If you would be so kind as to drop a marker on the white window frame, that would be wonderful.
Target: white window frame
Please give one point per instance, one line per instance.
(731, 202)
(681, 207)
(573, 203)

::::::::::

Line by line, reproduce the material exactly.

If you would be so kind as to drop a marker on the white window frame, that would be wonderful.
Target: white window frame
Please give one point per instance, one line per instance.
(731, 202)
(681, 207)
(573, 203)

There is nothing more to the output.